What you should do:
Rewrite all of the material below with "Within this frame" swapped for "In this image" wherever it appears, keeping everything else the same. Leave the pictures out of your answer.

(Rows from a dataset for labeling boxes)
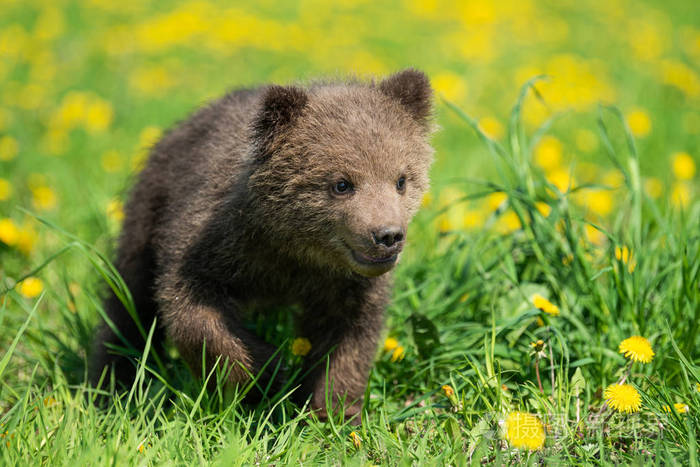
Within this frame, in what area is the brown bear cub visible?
[91,69,433,418]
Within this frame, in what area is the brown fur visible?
[91,70,432,424]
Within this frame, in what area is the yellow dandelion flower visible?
[32,186,56,211]
[505,412,545,451]
[0,136,19,161]
[391,345,406,363]
[664,403,690,413]
[19,277,44,298]
[85,98,114,133]
[0,219,19,246]
[350,431,362,448]
[430,71,467,101]
[625,108,651,138]
[530,294,559,316]
[603,383,642,413]
[530,339,544,352]
[671,152,695,180]
[292,337,311,357]
[44,396,58,407]
[0,178,12,201]
[619,336,654,363]
[534,136,562,170]
[479,117,505,140]
[535,201,552,217]
[384,337,399,352]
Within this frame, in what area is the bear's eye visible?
[333,180,352,195]
[396,176,406,193]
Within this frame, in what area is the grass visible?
[0,2,700,465]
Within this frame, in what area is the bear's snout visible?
[372,226,406,250]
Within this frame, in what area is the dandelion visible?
[44,396,58,407]
[671,152,695,180]
[292,337,311,357]
[664,403,690,413]
[530,339,544,352]
[0,178,12,201]
[603,383,642,413]
[391,345,406,363]
[619,336,654,363]
[384,337,399,352]
[535,201,552,217]
[350,431,362,448]
[431,71,467,101]
[625,108,651,137]
[530,294,559,316]
[19,277,44,298]
[479,117,504,139]
[505,412,545,451]
[85,98,114,133]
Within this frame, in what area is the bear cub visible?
[90,69,433,419]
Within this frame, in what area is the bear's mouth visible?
[350,248,399,266]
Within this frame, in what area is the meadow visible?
[0,0,700,465]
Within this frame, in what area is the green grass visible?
[0,2,700,465]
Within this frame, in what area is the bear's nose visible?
[372,227,404,247]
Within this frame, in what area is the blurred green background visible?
[0,0,700,286]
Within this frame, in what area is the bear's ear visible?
[379,68,433,125]
[253,85,309,154]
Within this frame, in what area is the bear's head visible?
[248,69,433,277]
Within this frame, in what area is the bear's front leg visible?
[299,280,389,424]
[161,290,283,400]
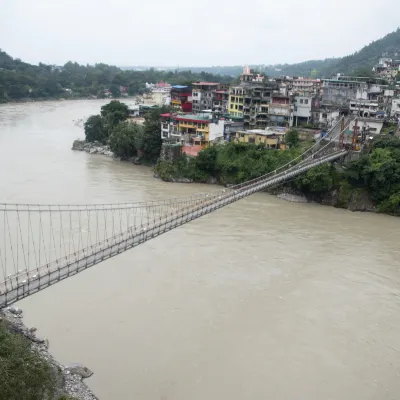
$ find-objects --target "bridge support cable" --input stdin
[0,117,354,307]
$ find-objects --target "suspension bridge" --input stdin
[0,118,355,308]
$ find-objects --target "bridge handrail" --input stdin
[229,117,351,190]
[0,117,351,212]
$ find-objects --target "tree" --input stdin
[0,321,56,400]
[296,164,334,194]
[285,129,300,148]
[101,100,129,135]
[84,115,107,143]
[110,122,143,159]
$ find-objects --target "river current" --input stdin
[0,101,400,400]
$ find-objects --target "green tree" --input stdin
[101,100,129,136]
[143,106,170,161]
[285,129,300,148]
[110,122,143,159]
[296,164,334,194]
[84,115,107,143]
[0,321,56,400]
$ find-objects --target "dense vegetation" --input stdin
[84,100,169,162]
[286,135,400,216]
[155,134,308,184]
[155,134,400,216]
[0,321,56,400]
[0,50,231,103]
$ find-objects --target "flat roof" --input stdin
[323,79,366,83]
[192,82,219,86]
[238,129,286,136]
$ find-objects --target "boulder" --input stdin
[7,307,22,315]
[65,363,93,379]
[72,139,86,151]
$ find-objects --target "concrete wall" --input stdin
[182,145,203,157]
[390,99,400,118]
[208,121,225,142]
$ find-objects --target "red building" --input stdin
[171,85,192,112]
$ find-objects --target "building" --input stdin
[349,118,383,136]
[349,100,385,118]
[322,79,368,106]
[291,77,321,97]
[268,93,293,127]
[373,58,400,81]
[212,85,229,115]
[224,119,244,142]
[390,99,400,118]
[290,95,312,126]
[228,65,278,129]
[171,85,192,112]
[192,82,219,113]
[234,128,286,150]
[161,113,225,148]
[151,81,171,94]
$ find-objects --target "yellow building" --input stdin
[228,86,245,118]
[235,128,286,150]
[161,113,225,147]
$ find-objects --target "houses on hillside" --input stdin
[151,59,400,153]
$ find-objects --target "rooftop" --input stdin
[174,114,211,121]
[192,82,219,86]
[238,128,286,136]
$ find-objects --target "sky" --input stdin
[0,0,400,67]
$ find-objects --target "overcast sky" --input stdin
[0,0,400,66]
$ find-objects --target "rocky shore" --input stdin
[0,307,99,400]
[72,140,376,216]
[72,139,114,157]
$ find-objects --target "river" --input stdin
[0,101,400,400]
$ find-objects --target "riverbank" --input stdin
[73,136,400,216]
[0,307,98,400]
[0,95,138,105]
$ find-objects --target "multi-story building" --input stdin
[212,85,229,115]
[373,58,400,81]
[161,113,225,148]
[290,95,312,126]
[291,77,321,97]
[192,82,219,113]
[349,100,384,118]
[390,99,400,119]
[268,92,293,126]
[228,66,278,129]
[322,79,368,106]
[171,85,192,112]
[234,127,286,150]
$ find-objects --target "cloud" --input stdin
[0,0,398,66]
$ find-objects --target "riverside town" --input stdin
[0,11,400,400]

Correct output:
In this image, in what area is the brown bear cub visible?
[91,69,433,418]
In this image, in what area is the brown fur visible?
[91,70,432,424]
In this image, in what area is the yellow dandelion flower visible?
[32,186,56,211]
[505,412,545,451]
[0,136,19,161]
[391,345,406,363]
[664,403,690,413]
[19,277,44,298]
[85,98,114,133]
[0,219,19,246]
[350,431,362,448]
[430,71,467,101]
[625,108,651,138]
[530,294,559,316]
[603,383,642,413]
[530,339,544,352]
[671,152,695,180]
[292,337,311,357]
[44,396,58,407]
[0,178,12,201]
[619,336,654,363]
[534,136,562,170]
[479,117,505,140]
[535,201,552,217]
[384,337,399,352]
In this image, in what area is the bear's eye visible?
[333,180,352,195]
[396,176,406,193]
In this image, in what area is the grass visible?
[0,2,700,465]
In this image, in what area is the bear's snout visible?
[372,226,406,250]
In this image, in what area is the dandelion visible?
[44,396,58,407]
[671,152,695,180]
[292,337,311,357]
[664,403,690,413]
[530,339,544,352]
[0,178,12,201]
[603,383,642,413]
[391,345,406,363]
[619,336,654,363]
[384,337,399,352]
[535,201,552,217]
[350,431,362,448]
[431,71,467,101]
[625,108,651,137]
[530,294,559,316]
[19,277,44,298]
[479,117,504,139]
[505,412,545,451]
[85,98,114,133]
In this image, in what area is the bear cub visible?
[90,69,433,419]
In this image, in what area is the bear's mouth visible?
[350,248,399,266]
In this image, in what area is the meadow visible?
[0,0,700,465]
In this image, in what area is the green grass visible?
[0,2,700,465]
In this image, in what area is the bear's nose visible?
[372,227,404,247]
In this image, in what area is the blurred green background visible?
[0,0,700,286]
In this image, in what area is the bear's ear visible?
[379,68,433,125]
[253,85,309,154]
In this image, in what area is the bear's head visible?
[248,69,433,277]
In this image, in what area is the bear's front leg visible?
[299,280,389,424]
[161,290,283,400]
$ find-objects --target "bridge support cable" --input stdin
[0,117,354,307]
$ find-objects --target "suspension bridge" --input stdin
[0,118,355,308]
$ find-objects --target "bridge handrail" --input stdin
[229,117,351,190]
[0,117,351,212]
$ find-objects --target "tree" --input stdin
[0,321,56,400]
[296,164,334,194]
[285,129,300,148]
[101,100,129,135]
[84,115,107,143]
[110,122,143,159]
$ find-objects --target "river current" --input stdin
[0,101,400,400]
$ find-objects --target "green tree" --input stdin
[101,100,129,136]
[143,106,170,161]
[285,129,300,148]
[110,122,143,159]
[296,164,334,194]
[84,115,107,143]
[0,321,56,400]
$ find-objects --target "dense vegetation" --input stdin
[84,100,169,162]
[286,135,400,216]
[155,134,308,184]
[155,134,400,216]
[0,321,56,400]
[0,50,231,103]
$ find-objects --target "flat roof" --input stdin
[323,79,366,83]
[192,82,219,86]
[238,129,286,136]
$ find-objects --target "boulder" --input stdin
[7,307,22,315]
[65,363,93,379]
[72,139,86,151]
$ find-objects --target "concrete wall" --input stdin
[182,145,203,157]
[390,99,400,118]
[208,121,225,142]
$ find-objects --target "red building" --input stdin
[171,85,192,112]
$ find-objects --target "building" --input stdin
[349,118,383,136]
[349,100,385,118]
[322,79,368,106]
[291,77,321,97]
[268,93,293,127]
[373,58,400,81]
[212,85,229,115]
[224,119,244,142]
[390,99,400,118]
[290,95,312,126]
[228,65,278,129]
[171,85,192,112]
[192,82,219,113]
[234,128,286,150]
[161,113,225,148]
[151,81,171,94]
$ find-objects --target "yellow building" --input stdin
[228,86,245,118]
[235,128,286,150]
[161,113,225,147]
$ find-objects --target "houses on hillside" --input stdin
[151,59,400,153]
$ find-objects --target "rooftop" --input stdin
[174,114,211,121]
[192,82,219,86]
[238,128,286,136]
$ find-objects --target "sky" --input stdin
[0,0,400,67]
$ find-objects --target "overcast sky" --input stdin
[0,0,400,66]
$ find-objects --target "rocky shore" --input stdin
[0,307,99,400]
[72,140,376,216]
[72,139,114,157]
$ find-objects --target "river" --input stdin
[0,101,400,400]
$ find-objects --target "riverbank" --input stdin
[73,136,400,216]
[0,307,98,400]
[0,95,138,105]
$ find-objects --target "multi-story building" --input stdin
[212,85,229,115]
[373,58,400,81]
[161,113,225,148]
[290,95,312,126]
[291,77,321,97]
[192,82,219,113]
[349,100,384,118]
[390,99,400,119]
[268,92,293,126]
[228,66,278,129]
[322,79,368,106]
[171,85,192,112]
[234,127,286,150]
$ find-objects --target "cloud" --input stdin
[0,0,398,66]
$ find-objects --target "riverside town" --input stdin
[0,11,400,400]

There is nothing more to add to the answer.